- [EXCERPT]
The music industry has never stopped extracting from artists. It just got better at hiding it.

The old model was loud and obvious. Labels signed talent, owned masters, controlled distribution, took the majority of revenue, and cycled through to the next one when an artist’s commercial shelf life expired. Artists were products with heartbeats. The exploitation required no subtlety because the power imbalance required no justification. The question was never whether the system was built for artists. It was whether you were talented enough, desperate enough, or connected enough to survive it.


Then the internet arrived. Then came streaming and social media. For a moment, it looked like the walls were coming down. Artists could distribute directly. Fans could find music without radio gatekeeping. The old intermediaries seemed to be losing their grip.

But, no. They weren’t losing their grip. They were repositioning.



The Numbers Behind the Narrative


Universal Music Group posted full-year revenue of €11.83 billion (approximately $12.8 billion) in 2024. A 7.6% increase year over year. Its adjusted EBITDA hit €2.66 billion, up 13.8%. The company is not struggling. It is thriving. And understanding how it is thriving tells you everything about where power actually sits in the modern music economy.

The number that matters most —- catalog tracks. Music older than three years accounted for 66% of UMG’s recorded music revenue in 2024. In 2018, catalog and new releases were close to evenly split. By 2024, catalog had grown to nearly two-thirds of everything. UMG is effectively a real estate company whose property is the recorded history of popular music. The Beatles. ABBA. Bob Dylan. Amy Winehouse. Nirvana. It purchased Dylan’s master recordings in 2020 for a reported $300 million. And guess what? It keeps buying. That’s one revenue stream.

The other, newer one is more instructive.


Buying the Pipes

In December 2024, UMG’s Virgin Music Group announced the acquisition of Downtown Music Holdings for $775 million. Downtown was, on its face, a company built to serve independent artists and labels. It’s portfolio included CD Baby, one of the oldest and most widely used DIY distribution platforms in music, along with FUGA, a B2B distribution network serving over 1,000 independent rights holders including labels like Armada, Beggars, Domino, and Epitaph. Downtown also owned Songtrust, a publishing administration platform used widely across the indie sector, and Curve Royalties, a rights management software company.

The acquisition merged those assets —-FUGA, CD Baby, Songtrust, and others, with Virgin’s global distribution, marketing, neighboring rights, sync, royalties, and rights management capabilities.

The deal sparked immediate and intense concern across the independent sector, with more than 200 executives issuing warnings that further consolidation risked narrowing choice and concentrating leverage in ways the independent music economy could not sustain.

This is not a company buying artists. This is a company buying the roads artists use to reach audiences.

- [RECORDED INFORMATION]
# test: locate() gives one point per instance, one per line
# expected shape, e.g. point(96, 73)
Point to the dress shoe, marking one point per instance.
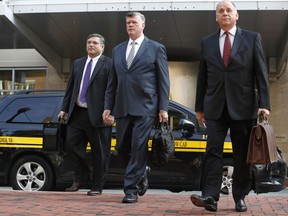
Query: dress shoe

- [TASK SET]
1 > In the text on the music industry, what share of UMG's recorded music revenue came from catalog tracks in 2024?
2 > Write the next part of the text on the music industry, picking up after its final sentence.
The listing comes from a separate source and is unrelated to the text on the music industry.

- [RESPONSES IN ORDER]
1 > Catalog tracks accounted for 66% of UMG's recorded music revenue in 2024.

2 >
IMPALA, the European Independent Music Companies Association, called it “another land grab.” The Association of Independent Music said it represented “a continuing trend towards over-consolidation and reduction of independent routes to market.” The European Commission reviewed the deal for over fourteen months, a rare Phase II investigation, and approved it in February 2026 with one structural condition: UMG was required to divest Curve Royalties specifically because regulators determined that owning the royalty accounting platform would give UMG access to the private contractual and financial data of its independent competitors. Even after that required concession, IMPALA said the outcome “falls short.”

Read that sequence carefully. A regulatory body spent over a year investigating, found real competition risks, required a structural divestiture, approved it anyway, and the independent sector still called it insufficient.

Downtown now belongs to Universal. CD Baby, the platform millions of independent artists have used for decades, built under the promise of serving them, now sits inside the world’s largest music company. The same company that has simultaneously sued TuneCore, one of CD Baby’s primary competitors, for $500 million in alleged copyright infringement.

Control the infrastructure. Control the on-ramps. Do it under the language of “serving the independent community.” The strategy is consistent and, so far, effective.

The Streaming Math Nobody Wants to Say Out Loud

Spotify pays between $0.003 and $0.005 per stream. Roughly $3,000 to $5,000 per million streams. To generate $2,400 per month (below minimum wage in many U.S. cities), an artist needs over one million streams every single month, with no guarantee that number holds. One analysis puts it at 366,000 streams on a single track just to reach minimum wage equivalent for that track alone.

In 2024, Spotify also introduced a minimum streaming threshold for royalty eligibility. Tracks now need at least 1,000 streams in the prior 12 months to generate any royalties at all. Spotify framed this as eliminating “tiny payments” that don’t reach artists meaningfully. The practical effect is that emerging artists, precisely the artists who most need early revenue to sustain their work, are the ones most likely to fall below the threshold and receive nothing.

Streaming accounts for 84% of music industry revenue in the United States. That revenue flows upward, to rights holders, primarily to labels, primarily to the three major label groups: Universal, Sony, and Warner. Artists signed to those labels earn royalties against advances they may never recoup. Independent artists earn fractions that require massive volume to matter. The structure was built to aggregate income at scale, and the scale required is well beyond what most individual artists will reach.

Streaming made music consumption cheaper for fans and more profitable for consolidated rights holders while making financial sustainability harder for the individual creator. That is not a flaw in the design. That is the design.

When the Algorithm Becomes the A&R

Algorithms are the invisible executives of the streaming era. They determine which songs get surfaced on Discover Weekly, which artists land on editorial playlists, which sounds get repeated and amplified until they shape the texture of what people think popular music sounds like.

Artists, especially those without major label infrastructure behind them, learned to make music for machines before they made it for people. Hooks migrated to the opening seconds because skip rates in the first 30 seconds determined algorithmic treatment. Emotional complexity compressed. Songs shortened. Sonic experimentation gave way to whatever the data said converted. Creative decisions that once lived between an artist and their craft began living inside engagement metrics instead.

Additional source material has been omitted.